## How to complete this task
Leave the images behind and copy every record exactly.

(Listed records begins)

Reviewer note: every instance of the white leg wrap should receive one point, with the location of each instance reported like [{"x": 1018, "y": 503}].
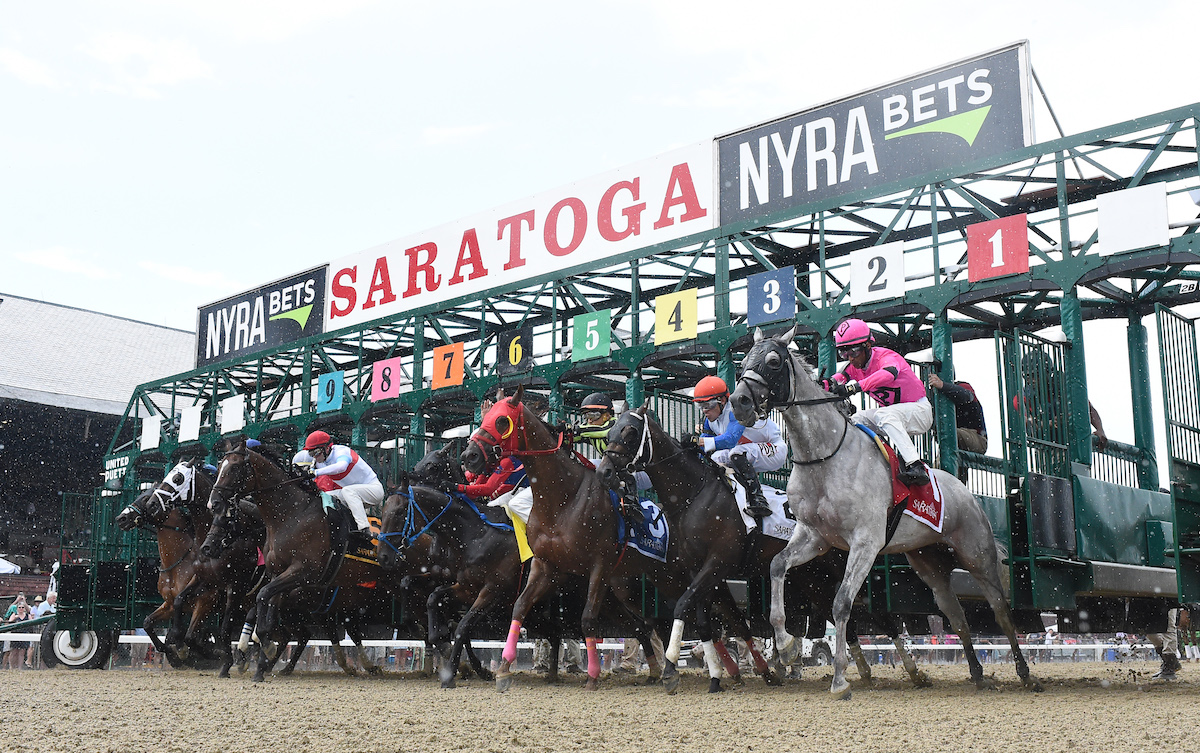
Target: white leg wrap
[
  {"x": 712, "y": 660},
  {"x": 676, "y": 639},
  {"x": 244, "y": 642}
]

(Listed records ends)

## Completed exercise
Reviewer note: every instance of the white leg wrap should receive one point, with the location of each instance reported like [{"x": 1018, "y": 503}].
Target: white leg wrap
[
  {"x": 712, "y": 660},
  {"x": 676, "y": 639},
  {"x": 244, "y": 642}
]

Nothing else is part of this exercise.